--- WRITTEN PROBLEM ---
Put the lines of the entries below, from the line with "Which spot sits on each instance of the small" to the line with "x=136 y=261", both included, into a JSON list of strings with one string per line and no blank lines.

--- DATASET CONTENT ---
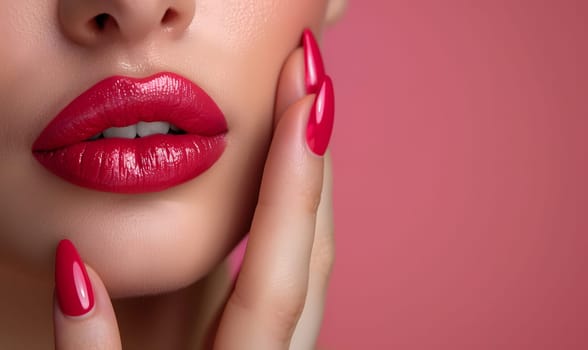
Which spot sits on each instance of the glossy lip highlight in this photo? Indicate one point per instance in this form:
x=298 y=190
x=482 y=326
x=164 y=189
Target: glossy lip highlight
x=140 y=165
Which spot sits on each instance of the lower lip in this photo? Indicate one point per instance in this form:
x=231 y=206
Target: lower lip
x=140 y=165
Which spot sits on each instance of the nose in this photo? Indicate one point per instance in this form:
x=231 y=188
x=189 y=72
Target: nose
x=89 y=22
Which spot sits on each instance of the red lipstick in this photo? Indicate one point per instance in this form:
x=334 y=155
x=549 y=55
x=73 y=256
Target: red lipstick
x=134 y=165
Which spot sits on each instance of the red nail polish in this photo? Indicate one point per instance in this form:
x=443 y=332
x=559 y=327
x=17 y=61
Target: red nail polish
x=315 y=69
x=322 y=115
x=72 y=285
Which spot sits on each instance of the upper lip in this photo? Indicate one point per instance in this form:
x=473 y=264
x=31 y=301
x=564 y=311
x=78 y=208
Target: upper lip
x=122 y=101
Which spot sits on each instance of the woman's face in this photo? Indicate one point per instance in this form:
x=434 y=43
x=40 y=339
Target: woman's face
x=53 y=51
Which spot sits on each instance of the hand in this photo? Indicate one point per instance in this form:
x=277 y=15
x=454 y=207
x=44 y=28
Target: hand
x=279 y=295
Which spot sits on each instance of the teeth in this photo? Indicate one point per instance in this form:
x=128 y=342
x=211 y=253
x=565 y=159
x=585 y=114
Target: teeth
x=141 y=129
x=152 y=128
x=127 y=132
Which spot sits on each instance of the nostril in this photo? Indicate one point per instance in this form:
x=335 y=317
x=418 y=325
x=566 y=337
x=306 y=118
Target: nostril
x=101 y=21
x=169 y=16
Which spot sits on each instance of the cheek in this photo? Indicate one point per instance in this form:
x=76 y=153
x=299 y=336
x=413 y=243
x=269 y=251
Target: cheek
x=234 y=49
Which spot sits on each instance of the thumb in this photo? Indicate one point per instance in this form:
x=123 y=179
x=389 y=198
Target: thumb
x=83 y=316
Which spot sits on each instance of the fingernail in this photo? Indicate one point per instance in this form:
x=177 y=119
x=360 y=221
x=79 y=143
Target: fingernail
x=322 y=115
x=72 y=285
x=315 y=69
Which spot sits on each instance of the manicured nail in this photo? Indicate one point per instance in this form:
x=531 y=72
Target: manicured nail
x=315 y=69
x=322 y=115
x=72 y=285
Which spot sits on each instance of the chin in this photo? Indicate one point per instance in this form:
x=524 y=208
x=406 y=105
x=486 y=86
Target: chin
x=147 y=254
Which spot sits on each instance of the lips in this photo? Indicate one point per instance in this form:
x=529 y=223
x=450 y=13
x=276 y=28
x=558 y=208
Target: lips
x=68 y=146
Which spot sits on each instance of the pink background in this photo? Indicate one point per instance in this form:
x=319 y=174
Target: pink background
x=461 y=191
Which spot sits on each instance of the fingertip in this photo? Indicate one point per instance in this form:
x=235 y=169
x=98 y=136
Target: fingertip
x=83 y=314
x=291 y=84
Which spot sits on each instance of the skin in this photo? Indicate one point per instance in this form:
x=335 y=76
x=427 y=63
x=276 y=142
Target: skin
x=168 y=246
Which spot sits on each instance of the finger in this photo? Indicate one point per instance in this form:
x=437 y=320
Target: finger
x=321 y=263
x=302 y=74
x=83 y=316
x=270 y=291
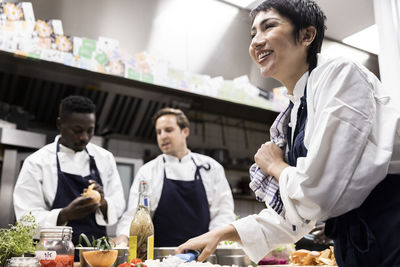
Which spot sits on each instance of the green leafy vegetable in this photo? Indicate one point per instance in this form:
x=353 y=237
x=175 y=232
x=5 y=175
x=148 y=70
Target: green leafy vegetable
x=17 y=240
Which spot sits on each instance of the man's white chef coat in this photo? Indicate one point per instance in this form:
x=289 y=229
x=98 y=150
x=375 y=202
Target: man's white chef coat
x=352 y=136
x=36 y=186
x=217 y=189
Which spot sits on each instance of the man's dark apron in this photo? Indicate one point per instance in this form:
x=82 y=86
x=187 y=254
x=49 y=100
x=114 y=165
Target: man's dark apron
x=70 y=186
x=182 y=211
x=368 y=236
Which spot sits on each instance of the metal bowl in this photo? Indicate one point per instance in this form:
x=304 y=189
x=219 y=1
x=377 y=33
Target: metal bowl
x=162 y=252
x=232 y=256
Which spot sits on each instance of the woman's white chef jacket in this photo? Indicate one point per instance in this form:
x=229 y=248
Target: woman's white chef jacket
x=36 y=186
x=217 y=189
x=352 y=136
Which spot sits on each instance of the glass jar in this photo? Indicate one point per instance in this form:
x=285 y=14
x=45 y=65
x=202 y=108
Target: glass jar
x=23 y=262
x=55 y=248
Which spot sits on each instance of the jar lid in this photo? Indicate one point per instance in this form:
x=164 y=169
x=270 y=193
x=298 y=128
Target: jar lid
x=57 y=229
x=23 y=261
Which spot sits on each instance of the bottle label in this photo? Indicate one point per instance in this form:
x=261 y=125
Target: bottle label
x=46 y=255
x=132 y=247
x=150 y=247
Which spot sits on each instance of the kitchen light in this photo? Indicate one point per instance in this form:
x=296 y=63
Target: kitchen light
x=366 y=39
x=247 y=4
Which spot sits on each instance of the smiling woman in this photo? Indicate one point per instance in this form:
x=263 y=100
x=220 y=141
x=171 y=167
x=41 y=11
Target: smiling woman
x=334 y=152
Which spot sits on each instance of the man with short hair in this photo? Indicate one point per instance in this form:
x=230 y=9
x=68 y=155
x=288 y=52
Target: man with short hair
x=53 y=178
x=189 y=193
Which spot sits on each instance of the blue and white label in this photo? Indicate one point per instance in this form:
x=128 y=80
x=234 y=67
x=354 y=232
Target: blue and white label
x=46 y=255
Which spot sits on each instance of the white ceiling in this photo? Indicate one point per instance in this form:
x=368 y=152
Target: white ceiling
x=344 y=17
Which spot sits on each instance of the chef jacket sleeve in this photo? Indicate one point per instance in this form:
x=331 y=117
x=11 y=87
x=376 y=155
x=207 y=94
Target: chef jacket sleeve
x=126 y=219
x=113 y=193
x=28 y=195
x=263 y=232
x=343 y=163
x=221 y=202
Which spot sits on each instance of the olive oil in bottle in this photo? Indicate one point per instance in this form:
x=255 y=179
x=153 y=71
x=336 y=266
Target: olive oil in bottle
x=141 y=234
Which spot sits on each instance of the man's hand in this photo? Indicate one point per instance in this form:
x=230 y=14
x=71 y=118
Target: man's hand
x=103 y=202
x=208 y=242
x=269 y=158
x=79 y=208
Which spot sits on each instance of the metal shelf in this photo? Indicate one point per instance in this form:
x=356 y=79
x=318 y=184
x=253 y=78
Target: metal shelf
x=125 y=106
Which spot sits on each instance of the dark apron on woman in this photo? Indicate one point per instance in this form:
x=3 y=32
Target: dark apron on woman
x=368 y=236
x=182 y=211
x=69 y=187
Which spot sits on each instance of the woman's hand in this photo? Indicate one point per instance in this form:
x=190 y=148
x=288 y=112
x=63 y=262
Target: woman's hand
x=269 y=158
x=208 y=242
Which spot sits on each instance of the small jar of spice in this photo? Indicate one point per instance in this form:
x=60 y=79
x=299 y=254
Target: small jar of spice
x=55 y=248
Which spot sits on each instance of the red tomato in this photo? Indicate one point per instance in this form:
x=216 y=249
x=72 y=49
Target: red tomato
x=125 y=264
x=136 y=261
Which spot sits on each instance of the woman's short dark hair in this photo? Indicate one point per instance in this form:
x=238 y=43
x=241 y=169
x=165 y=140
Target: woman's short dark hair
x=181 y=118
x=302 y=14
x=76 y=104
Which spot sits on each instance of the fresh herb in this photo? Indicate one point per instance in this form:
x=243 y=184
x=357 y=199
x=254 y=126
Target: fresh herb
x=17 y=240
x=100 y=243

--- PROBLEM SOLUTION ---
[
  "Which spot sits on each instance of the small jar of spice in this photo? Indicate one point per instance in this form:",
  "x=60 y=79",
  "x=299 y=254",
  "Target: small jar of spice",
  "x=55 y=248",
  "Which spot sits on each instance of the red tomato in this photo? Indicate one point per instance in this form:",
  "x=216 y=249",
  "x=72 y=49",
  "Target: red tomato",
  "x=125 y=264",
  "x=136 y=261"
]